§ What you should do: List every line in the material below that contains the word "handle" in the same letter case.

§ Working data:

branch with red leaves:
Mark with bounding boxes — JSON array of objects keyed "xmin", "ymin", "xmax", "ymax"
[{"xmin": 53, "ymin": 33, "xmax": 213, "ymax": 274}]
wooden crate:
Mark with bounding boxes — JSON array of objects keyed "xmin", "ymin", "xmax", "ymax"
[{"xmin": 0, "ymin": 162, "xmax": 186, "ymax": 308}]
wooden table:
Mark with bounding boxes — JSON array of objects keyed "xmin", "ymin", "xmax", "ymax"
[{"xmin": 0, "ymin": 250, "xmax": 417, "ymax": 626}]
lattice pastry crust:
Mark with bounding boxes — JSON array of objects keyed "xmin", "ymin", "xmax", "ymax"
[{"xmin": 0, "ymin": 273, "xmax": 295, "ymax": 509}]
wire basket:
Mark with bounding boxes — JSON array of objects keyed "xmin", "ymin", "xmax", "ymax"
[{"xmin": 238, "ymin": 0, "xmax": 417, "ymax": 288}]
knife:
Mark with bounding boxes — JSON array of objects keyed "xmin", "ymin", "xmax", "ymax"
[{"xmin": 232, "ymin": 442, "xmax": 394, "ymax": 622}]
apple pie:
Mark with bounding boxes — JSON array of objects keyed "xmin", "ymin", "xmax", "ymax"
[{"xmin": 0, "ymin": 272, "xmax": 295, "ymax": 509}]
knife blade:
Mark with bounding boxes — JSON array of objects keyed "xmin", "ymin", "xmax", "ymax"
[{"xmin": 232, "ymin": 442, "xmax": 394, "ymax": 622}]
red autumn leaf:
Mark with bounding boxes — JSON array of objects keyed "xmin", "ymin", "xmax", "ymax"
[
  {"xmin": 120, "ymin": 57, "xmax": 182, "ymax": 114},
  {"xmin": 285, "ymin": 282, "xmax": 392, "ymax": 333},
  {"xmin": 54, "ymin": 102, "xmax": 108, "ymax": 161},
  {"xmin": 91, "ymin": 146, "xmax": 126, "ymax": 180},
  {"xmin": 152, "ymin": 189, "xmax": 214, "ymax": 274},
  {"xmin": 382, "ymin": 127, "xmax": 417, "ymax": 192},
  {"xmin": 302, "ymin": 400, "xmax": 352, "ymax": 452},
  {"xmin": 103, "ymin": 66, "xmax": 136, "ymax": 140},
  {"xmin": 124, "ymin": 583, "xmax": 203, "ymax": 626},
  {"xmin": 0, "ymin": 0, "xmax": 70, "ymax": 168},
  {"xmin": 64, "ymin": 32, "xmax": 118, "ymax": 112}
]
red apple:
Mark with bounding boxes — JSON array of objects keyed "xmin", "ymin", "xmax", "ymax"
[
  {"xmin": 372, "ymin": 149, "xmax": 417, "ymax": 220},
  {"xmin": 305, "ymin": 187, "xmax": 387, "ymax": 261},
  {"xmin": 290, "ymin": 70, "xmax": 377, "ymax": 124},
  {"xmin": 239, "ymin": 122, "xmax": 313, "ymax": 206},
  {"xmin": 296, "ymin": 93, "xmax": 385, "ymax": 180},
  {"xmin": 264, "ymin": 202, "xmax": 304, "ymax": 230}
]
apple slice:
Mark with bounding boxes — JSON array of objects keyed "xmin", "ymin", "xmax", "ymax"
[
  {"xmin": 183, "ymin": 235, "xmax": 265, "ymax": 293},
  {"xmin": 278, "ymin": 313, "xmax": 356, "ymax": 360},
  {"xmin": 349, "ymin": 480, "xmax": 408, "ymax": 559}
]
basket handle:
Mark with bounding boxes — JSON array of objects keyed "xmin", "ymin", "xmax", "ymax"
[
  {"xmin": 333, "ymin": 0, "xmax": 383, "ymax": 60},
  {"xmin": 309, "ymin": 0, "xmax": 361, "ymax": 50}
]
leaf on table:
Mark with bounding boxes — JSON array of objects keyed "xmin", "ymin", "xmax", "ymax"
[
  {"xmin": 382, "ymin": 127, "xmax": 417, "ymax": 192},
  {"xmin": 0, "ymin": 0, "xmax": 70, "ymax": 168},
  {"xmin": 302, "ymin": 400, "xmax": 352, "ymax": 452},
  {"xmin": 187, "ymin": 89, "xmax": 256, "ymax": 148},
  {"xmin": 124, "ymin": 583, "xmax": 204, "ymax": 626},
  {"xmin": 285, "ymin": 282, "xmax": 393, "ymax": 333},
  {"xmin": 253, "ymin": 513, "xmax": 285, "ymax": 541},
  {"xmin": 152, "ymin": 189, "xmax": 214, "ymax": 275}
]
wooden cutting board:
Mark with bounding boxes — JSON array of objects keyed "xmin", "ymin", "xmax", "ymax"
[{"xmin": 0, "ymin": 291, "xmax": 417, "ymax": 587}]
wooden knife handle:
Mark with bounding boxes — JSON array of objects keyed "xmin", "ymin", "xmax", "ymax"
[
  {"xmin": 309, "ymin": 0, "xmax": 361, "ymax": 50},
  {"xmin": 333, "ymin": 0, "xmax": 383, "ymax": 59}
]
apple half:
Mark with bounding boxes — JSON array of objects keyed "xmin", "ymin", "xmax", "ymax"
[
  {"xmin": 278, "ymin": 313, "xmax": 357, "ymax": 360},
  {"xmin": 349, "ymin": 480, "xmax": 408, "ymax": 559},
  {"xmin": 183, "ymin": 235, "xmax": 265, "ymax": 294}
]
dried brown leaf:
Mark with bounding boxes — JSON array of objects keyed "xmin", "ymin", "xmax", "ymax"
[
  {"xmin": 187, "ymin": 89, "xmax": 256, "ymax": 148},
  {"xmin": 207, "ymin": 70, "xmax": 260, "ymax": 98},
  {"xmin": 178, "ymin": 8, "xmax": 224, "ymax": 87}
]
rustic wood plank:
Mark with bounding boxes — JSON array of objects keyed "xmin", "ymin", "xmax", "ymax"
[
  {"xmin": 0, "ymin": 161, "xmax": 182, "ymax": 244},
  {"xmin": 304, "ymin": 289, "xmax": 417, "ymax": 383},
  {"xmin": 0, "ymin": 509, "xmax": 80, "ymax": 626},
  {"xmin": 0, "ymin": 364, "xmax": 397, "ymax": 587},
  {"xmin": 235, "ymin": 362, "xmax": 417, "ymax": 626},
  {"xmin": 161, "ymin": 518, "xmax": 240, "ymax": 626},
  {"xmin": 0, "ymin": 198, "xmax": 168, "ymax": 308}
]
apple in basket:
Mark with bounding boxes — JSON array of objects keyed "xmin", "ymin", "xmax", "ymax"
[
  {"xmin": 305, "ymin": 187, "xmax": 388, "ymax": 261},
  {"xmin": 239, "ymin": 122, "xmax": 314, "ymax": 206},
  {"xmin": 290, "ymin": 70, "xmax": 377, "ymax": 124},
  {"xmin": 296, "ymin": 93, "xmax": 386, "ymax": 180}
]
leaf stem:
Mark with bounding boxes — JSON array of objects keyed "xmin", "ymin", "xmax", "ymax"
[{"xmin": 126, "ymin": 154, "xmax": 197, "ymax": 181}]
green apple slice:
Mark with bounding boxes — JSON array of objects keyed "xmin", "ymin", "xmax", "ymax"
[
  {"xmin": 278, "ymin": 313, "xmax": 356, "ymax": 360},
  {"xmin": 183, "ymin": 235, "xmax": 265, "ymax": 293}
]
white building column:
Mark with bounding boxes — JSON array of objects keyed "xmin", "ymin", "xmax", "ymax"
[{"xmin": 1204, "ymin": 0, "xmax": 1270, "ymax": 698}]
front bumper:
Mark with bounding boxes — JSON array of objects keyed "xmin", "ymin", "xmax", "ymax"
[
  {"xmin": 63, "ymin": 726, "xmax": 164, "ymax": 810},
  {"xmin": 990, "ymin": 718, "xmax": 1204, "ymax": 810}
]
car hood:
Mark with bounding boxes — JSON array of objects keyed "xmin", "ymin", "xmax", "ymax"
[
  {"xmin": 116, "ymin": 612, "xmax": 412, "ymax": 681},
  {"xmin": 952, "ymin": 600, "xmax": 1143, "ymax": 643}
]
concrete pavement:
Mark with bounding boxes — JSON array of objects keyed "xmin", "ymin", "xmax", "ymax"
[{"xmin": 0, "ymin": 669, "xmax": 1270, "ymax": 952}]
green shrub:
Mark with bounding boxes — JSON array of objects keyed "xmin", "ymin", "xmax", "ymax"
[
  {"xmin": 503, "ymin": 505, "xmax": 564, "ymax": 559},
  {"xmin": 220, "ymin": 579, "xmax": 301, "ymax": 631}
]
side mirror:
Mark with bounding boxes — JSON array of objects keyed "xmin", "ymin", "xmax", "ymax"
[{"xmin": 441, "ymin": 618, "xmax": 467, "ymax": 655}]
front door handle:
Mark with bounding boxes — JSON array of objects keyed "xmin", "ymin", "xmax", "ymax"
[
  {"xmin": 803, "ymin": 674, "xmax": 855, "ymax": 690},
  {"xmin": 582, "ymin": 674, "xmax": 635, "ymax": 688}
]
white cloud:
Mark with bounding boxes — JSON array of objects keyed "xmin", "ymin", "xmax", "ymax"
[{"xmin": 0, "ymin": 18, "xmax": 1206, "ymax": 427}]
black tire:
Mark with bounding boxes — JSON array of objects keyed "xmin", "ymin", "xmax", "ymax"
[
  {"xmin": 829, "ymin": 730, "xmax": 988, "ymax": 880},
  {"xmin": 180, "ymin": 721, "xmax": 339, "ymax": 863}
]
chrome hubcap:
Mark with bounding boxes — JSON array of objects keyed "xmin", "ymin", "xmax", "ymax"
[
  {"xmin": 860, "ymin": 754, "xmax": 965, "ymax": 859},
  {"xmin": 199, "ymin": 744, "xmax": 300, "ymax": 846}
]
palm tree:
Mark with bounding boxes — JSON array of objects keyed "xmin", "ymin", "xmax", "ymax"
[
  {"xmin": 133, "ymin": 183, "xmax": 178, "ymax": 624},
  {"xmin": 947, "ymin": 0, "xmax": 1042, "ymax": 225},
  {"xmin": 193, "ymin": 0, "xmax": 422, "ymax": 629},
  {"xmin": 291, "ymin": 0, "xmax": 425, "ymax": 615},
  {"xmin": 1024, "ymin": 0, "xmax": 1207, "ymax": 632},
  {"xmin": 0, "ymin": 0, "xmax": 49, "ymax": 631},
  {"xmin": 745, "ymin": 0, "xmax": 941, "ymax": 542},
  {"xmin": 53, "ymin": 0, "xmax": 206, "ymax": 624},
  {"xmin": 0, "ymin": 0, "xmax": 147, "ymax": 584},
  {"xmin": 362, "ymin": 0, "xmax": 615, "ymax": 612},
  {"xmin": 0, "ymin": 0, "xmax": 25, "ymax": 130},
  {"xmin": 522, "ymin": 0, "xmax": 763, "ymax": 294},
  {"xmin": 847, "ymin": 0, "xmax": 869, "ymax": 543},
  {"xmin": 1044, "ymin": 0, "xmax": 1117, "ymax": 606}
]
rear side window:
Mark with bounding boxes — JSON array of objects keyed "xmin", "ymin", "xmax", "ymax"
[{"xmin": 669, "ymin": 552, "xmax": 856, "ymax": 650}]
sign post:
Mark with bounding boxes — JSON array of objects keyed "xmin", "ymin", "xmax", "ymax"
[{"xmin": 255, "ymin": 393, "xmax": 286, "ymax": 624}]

§ Result of the exercise:
basket handle:
wooden knife handle:
front door handle:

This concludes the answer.